▶ What needs to be done:
Everything from the line with "Objective: provide one point per instance of the white snow" through the last line of the records below should be copied exactly, both ends included.

━━━ The input

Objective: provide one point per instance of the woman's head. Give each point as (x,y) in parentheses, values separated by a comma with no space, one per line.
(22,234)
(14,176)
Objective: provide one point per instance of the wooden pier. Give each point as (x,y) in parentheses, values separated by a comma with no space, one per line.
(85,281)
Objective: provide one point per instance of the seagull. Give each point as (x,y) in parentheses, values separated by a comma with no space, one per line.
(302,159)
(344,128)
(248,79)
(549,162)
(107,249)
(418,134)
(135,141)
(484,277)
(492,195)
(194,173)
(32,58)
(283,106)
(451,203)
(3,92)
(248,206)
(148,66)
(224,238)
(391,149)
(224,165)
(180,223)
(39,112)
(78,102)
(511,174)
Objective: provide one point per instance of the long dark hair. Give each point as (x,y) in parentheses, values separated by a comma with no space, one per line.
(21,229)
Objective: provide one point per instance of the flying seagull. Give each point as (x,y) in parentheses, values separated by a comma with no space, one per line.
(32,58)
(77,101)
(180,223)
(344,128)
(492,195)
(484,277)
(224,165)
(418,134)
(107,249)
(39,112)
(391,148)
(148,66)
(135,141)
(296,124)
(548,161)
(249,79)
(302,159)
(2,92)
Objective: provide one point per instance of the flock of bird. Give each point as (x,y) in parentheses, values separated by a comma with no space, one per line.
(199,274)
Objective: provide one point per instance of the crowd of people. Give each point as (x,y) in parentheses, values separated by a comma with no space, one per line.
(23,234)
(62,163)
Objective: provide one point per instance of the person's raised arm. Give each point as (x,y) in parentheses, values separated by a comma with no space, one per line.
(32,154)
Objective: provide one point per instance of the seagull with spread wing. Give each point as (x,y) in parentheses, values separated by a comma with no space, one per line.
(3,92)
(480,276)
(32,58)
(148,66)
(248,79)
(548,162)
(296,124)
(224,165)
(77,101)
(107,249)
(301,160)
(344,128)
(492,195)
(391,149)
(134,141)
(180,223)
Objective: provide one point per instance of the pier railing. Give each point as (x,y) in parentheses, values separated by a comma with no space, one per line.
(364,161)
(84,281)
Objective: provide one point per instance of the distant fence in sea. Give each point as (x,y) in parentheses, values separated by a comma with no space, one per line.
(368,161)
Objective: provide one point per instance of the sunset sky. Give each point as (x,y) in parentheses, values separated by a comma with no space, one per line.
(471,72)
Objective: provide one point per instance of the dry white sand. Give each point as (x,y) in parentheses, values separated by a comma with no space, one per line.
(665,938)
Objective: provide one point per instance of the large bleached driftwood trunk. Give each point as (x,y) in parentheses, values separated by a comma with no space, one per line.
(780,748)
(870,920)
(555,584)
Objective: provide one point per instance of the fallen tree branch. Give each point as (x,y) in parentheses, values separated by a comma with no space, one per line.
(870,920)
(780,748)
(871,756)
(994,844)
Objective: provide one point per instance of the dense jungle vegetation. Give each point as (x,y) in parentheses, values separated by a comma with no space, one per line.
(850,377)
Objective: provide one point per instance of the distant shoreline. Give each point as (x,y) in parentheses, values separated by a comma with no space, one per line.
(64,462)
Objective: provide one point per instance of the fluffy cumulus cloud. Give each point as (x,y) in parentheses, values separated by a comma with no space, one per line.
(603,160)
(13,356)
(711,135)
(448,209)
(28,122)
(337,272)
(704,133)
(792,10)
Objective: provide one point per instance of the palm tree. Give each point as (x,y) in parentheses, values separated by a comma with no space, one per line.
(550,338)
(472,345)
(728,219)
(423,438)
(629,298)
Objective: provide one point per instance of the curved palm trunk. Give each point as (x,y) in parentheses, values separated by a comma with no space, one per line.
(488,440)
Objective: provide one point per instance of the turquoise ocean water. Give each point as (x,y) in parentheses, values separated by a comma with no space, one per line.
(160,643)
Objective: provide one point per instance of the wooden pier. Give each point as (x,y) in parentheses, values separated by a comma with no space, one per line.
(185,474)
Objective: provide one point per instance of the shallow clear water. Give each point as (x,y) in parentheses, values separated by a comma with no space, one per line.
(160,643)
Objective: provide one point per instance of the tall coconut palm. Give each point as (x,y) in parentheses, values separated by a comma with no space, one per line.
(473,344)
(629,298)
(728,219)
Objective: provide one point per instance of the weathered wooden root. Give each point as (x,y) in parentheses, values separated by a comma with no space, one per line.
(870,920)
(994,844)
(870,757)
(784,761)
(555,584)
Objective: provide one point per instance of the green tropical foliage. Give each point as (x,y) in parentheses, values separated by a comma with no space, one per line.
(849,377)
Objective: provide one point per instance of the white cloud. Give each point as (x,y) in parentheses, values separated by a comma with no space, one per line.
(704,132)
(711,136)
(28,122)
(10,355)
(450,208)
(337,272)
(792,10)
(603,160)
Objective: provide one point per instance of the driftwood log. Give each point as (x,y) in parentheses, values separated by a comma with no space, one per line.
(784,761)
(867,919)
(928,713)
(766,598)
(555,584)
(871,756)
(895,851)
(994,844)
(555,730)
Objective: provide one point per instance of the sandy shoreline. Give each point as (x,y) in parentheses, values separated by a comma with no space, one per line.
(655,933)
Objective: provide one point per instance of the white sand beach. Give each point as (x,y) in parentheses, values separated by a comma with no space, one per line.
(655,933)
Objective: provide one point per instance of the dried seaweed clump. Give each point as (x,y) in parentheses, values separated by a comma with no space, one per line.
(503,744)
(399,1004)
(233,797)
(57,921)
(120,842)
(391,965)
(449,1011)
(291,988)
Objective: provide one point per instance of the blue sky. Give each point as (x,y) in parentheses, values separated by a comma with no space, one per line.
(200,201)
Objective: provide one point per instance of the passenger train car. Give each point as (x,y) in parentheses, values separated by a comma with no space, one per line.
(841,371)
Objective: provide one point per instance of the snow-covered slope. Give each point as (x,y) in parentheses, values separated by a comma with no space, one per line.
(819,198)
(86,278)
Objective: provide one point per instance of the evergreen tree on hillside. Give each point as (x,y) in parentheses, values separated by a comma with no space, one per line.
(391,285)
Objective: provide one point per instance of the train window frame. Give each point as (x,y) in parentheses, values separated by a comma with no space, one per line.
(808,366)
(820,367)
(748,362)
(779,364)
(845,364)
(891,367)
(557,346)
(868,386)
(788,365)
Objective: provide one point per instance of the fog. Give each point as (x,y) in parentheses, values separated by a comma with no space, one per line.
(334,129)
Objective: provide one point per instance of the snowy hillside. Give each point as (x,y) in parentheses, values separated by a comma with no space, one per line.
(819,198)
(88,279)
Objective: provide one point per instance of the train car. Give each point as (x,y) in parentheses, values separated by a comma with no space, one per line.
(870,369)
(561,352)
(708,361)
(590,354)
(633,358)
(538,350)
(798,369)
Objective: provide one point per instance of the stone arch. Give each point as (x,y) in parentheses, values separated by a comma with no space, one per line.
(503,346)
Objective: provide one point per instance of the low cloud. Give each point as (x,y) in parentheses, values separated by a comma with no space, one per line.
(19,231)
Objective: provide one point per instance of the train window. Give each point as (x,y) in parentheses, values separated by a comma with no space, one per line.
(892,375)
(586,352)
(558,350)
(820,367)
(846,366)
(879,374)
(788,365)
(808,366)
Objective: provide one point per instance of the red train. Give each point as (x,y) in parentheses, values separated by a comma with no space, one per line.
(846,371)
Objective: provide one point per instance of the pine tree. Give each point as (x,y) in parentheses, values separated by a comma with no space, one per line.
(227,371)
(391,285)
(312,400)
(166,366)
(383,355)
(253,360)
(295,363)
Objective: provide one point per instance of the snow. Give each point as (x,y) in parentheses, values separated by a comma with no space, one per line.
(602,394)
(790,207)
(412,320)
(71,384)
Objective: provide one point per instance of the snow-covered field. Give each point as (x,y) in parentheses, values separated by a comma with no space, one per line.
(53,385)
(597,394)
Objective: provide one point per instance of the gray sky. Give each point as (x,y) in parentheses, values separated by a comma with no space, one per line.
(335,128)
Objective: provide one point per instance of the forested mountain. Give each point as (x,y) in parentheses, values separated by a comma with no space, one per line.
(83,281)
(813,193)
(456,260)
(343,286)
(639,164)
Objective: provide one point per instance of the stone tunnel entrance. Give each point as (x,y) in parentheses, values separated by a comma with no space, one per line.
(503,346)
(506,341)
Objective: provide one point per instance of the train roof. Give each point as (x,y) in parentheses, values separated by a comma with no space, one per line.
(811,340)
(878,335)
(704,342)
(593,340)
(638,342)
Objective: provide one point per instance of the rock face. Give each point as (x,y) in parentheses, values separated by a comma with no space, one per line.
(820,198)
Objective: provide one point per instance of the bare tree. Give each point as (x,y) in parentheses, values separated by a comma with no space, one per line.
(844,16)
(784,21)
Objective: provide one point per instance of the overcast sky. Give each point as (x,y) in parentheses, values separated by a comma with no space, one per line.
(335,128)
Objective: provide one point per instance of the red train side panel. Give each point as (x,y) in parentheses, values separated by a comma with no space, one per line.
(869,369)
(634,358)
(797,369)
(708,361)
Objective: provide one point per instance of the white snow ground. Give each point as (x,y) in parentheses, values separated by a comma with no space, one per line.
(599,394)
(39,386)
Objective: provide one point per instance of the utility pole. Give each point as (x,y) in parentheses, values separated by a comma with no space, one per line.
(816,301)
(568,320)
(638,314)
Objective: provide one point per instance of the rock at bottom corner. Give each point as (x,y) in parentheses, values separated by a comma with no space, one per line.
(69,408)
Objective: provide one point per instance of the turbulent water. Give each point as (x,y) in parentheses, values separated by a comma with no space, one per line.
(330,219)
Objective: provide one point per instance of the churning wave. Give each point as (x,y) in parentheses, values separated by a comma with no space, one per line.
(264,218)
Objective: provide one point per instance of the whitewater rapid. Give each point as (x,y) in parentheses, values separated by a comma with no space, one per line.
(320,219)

━━━━━━

▶ Answer to this exercise:
Objective: provide one point per instance of the white snow ground. Give each point as (x,y) in parentheses, values separated by a comma with no space, one per line.
(599,394)
(39,386)
Objective: provide one point per instance of the utility pole. Give each point as (x,y) in parentheses, values separated by a comma with no space, one per line.
(816,301)
(568,320)
(638,314)
Objective: provide one point per instance of the rock at bottom corner. Give each point as (x,y) in parentheses, values separated by a comma with no space, one per line.
(69,408)
Objective: provide one point per instance of the turbulent water. Give each point as (x,y) in parentheses, values separated by a comma with no space, one per line.
(330,219)
Objective: provide one point per instance of the churning wave. Give each point as (x,y) in parentheses, values separated by a comma with no space, one per line.
(264,218)
Objective: provide one point per instance of the whitewater rapid. Give each point as (x,y) in parentheses, values separated by a comma with no space, one per line.
(320,219)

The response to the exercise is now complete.